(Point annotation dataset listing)
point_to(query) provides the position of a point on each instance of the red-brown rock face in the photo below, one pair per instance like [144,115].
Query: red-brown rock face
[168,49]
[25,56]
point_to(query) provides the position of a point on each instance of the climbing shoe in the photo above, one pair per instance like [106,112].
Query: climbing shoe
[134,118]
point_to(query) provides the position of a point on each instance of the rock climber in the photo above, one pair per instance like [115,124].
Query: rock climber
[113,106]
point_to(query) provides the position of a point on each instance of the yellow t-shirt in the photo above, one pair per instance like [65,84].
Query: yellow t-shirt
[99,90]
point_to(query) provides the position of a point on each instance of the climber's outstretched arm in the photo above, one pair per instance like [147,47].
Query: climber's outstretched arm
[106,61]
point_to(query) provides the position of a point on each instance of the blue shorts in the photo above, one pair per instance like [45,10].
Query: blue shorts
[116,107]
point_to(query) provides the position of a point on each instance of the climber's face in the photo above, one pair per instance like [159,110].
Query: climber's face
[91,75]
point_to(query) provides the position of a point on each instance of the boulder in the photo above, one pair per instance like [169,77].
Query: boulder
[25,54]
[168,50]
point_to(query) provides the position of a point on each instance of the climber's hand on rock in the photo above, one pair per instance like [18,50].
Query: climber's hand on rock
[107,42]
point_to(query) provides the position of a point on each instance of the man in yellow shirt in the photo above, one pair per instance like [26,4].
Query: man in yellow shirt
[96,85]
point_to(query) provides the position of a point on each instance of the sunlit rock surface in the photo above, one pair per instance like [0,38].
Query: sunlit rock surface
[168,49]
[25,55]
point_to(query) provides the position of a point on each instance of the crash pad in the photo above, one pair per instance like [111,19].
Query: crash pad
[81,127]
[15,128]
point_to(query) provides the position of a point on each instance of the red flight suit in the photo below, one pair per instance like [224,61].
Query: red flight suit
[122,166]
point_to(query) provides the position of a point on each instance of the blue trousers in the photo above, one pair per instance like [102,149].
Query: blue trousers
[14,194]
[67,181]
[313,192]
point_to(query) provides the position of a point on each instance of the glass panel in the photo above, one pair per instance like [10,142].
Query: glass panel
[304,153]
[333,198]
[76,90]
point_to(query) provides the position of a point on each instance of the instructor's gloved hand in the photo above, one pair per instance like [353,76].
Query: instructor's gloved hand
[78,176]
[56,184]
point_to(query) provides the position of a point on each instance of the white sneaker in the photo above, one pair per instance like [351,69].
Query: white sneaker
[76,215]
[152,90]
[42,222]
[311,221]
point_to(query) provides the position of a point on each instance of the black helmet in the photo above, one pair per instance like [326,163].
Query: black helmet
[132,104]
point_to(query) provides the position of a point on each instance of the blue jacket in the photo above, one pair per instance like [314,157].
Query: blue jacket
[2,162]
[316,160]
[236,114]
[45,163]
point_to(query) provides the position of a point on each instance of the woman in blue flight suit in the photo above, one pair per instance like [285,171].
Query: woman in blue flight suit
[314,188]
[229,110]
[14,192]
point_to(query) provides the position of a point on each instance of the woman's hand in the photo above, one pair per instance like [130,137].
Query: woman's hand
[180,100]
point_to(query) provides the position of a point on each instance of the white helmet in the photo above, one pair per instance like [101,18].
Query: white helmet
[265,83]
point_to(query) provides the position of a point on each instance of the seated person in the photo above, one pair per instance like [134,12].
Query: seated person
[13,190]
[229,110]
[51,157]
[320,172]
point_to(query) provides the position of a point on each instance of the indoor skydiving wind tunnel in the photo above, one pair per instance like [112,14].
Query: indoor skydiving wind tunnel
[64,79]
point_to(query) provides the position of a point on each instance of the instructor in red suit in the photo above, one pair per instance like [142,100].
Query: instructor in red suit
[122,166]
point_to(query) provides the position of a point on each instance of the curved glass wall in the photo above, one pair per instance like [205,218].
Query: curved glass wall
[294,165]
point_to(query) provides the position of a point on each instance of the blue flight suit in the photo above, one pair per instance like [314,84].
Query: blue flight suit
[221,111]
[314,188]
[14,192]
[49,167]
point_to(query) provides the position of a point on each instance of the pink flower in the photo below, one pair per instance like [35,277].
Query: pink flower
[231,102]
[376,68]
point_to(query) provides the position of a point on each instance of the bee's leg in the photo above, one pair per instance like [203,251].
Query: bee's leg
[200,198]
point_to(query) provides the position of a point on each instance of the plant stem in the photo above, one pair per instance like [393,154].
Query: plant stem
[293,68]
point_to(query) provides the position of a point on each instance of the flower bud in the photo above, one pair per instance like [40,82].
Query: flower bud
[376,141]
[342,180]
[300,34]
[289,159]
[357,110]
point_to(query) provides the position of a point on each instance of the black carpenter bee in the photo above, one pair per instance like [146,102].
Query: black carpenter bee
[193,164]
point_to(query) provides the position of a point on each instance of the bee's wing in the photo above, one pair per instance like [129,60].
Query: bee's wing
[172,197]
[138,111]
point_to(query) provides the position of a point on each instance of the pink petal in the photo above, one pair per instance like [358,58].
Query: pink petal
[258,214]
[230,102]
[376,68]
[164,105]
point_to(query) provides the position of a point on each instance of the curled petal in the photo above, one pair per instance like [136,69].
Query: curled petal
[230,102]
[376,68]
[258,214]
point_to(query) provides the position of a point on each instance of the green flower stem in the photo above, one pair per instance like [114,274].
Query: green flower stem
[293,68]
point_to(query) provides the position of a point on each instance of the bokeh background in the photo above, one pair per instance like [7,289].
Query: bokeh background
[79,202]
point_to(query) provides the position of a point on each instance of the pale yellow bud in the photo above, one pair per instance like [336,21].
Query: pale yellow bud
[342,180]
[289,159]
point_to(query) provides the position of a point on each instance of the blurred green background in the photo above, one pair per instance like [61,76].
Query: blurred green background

■ AIM OF THE TASK:
Rewrite the listing from the line with "instance like [336,21]." through the end of the listing, requests included, offsetting every coordinate in the answers by adding 75.

■ COMPLETE ANSWER:
point_to(query) provides the position of a point on each instance of the pale yellow bud in the photo above, one pair per instance like [336,21].
Query: pale yellow bud
[417,255]
[364,234]
point_to(query) provides the position of a point on each instance of the blurred green background in the photo above, one pair per instance like [61,76].
Query: blurred green background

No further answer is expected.